(ASSIGNMENT): Copy out all the lines of the data that hold the word "water".

(DATA SUPPLIED):

»»

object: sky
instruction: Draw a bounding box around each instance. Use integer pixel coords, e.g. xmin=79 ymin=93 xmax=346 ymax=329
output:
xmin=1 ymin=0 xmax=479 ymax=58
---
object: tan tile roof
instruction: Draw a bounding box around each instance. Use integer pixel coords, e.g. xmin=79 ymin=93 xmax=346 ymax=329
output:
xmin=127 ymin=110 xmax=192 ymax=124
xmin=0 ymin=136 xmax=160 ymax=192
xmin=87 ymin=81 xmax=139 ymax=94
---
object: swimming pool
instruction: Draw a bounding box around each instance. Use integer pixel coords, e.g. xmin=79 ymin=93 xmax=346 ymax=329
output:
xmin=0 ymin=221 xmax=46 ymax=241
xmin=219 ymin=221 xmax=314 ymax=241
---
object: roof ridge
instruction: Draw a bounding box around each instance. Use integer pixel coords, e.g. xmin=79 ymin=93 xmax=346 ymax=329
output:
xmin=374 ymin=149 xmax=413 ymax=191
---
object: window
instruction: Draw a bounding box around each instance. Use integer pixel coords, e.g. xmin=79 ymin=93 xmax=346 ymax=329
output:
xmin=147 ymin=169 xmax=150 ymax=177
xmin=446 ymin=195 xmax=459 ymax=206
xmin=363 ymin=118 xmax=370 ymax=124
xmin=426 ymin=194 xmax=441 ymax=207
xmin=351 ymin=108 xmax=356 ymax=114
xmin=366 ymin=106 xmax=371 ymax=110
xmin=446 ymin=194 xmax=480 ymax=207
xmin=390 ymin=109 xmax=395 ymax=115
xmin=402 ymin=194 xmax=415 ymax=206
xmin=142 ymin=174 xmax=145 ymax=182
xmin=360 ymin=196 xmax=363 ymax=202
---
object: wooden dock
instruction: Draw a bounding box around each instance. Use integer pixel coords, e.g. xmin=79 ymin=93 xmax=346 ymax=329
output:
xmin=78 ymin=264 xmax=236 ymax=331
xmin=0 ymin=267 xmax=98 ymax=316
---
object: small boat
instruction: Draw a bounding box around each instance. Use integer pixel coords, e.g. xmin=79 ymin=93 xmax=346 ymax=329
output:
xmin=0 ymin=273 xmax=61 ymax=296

««
»»

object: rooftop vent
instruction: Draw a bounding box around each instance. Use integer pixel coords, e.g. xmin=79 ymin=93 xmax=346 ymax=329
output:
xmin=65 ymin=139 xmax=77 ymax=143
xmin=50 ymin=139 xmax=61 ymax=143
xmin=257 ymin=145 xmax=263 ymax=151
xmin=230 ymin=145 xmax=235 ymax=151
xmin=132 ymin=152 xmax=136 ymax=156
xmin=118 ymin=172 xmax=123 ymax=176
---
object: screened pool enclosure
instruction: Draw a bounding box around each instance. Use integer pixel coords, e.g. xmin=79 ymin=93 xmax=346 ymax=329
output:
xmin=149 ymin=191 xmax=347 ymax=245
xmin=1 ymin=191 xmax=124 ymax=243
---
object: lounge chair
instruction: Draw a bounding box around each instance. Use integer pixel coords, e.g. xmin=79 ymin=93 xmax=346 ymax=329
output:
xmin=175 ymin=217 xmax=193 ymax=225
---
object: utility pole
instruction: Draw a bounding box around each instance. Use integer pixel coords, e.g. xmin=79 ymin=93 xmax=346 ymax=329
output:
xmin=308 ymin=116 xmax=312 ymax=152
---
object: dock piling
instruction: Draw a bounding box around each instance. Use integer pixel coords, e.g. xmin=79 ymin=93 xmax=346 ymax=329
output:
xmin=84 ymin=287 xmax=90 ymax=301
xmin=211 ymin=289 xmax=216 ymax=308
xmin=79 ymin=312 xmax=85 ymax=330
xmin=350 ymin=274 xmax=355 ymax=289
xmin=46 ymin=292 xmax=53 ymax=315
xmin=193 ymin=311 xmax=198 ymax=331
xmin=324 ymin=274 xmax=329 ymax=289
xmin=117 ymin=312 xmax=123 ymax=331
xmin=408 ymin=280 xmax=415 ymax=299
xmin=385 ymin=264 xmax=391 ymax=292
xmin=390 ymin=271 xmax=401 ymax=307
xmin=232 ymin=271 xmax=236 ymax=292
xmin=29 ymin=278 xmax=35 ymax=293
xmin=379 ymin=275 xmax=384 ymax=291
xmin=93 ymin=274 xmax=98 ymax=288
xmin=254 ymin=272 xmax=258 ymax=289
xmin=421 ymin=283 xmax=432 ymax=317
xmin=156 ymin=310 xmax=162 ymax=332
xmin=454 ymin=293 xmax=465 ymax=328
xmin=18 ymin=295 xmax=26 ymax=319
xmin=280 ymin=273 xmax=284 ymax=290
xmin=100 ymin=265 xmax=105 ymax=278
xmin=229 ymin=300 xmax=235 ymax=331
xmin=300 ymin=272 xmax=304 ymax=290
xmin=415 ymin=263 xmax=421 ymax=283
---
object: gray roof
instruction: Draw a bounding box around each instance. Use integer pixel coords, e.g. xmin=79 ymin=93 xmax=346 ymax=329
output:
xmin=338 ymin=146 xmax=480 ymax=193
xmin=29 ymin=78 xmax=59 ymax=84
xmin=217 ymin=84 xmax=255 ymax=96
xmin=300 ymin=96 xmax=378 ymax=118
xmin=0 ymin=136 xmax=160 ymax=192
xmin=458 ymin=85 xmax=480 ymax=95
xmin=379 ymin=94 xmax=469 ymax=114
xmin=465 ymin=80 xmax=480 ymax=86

««
»»

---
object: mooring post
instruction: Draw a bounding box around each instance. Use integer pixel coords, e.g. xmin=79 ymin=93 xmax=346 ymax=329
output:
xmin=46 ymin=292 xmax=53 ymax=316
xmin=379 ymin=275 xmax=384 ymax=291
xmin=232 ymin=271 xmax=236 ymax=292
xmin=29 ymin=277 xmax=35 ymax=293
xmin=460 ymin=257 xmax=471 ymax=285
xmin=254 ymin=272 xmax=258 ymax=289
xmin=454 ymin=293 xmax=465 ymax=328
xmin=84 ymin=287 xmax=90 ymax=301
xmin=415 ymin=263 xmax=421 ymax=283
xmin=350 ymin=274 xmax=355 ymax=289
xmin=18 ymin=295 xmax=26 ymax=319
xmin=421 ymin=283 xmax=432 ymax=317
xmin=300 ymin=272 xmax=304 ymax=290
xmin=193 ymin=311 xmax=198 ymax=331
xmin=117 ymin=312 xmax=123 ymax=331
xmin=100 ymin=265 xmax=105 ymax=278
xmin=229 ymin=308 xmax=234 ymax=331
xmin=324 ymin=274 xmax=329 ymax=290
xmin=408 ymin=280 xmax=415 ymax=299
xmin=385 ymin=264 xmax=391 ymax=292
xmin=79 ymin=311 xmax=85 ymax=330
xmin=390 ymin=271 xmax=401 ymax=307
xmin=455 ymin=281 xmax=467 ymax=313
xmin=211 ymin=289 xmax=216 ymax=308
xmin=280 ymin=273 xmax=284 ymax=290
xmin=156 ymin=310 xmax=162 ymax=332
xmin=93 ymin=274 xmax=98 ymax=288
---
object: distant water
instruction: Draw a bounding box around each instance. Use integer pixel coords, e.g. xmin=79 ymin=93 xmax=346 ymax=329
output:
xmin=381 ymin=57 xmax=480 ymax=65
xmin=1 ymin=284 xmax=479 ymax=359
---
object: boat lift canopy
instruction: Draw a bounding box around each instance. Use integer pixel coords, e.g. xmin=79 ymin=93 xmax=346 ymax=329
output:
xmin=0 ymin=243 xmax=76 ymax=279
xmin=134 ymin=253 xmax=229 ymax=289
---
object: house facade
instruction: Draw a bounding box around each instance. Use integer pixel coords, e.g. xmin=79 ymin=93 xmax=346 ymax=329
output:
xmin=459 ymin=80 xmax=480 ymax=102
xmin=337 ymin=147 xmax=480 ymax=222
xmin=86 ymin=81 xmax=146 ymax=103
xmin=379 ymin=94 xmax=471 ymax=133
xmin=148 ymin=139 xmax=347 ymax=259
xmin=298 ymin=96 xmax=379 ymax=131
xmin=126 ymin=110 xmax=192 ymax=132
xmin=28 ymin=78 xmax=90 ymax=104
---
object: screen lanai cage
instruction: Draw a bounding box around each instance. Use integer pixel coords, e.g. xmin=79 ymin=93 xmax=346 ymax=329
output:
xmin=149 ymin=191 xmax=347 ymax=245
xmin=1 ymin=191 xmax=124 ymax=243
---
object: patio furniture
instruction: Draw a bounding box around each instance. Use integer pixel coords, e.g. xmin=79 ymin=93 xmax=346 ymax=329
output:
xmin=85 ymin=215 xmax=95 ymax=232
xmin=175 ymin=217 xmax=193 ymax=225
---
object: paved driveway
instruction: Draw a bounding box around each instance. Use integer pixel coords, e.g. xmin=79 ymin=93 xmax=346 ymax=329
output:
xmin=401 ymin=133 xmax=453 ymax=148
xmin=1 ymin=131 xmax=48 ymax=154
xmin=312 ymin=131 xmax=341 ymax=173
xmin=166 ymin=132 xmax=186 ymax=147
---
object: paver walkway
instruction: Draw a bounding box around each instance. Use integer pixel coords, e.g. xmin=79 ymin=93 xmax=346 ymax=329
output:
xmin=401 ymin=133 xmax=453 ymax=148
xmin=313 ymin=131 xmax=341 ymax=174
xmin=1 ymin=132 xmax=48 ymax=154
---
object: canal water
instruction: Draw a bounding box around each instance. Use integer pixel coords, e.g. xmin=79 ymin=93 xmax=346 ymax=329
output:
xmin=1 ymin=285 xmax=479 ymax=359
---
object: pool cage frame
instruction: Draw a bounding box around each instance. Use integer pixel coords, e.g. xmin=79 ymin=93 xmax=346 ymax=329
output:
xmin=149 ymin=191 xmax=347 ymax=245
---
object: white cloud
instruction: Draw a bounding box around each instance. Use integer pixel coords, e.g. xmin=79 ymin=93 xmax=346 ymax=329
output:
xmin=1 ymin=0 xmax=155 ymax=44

««

(OUTPUT FOR THIS TASK):
object: distant water
object: canal water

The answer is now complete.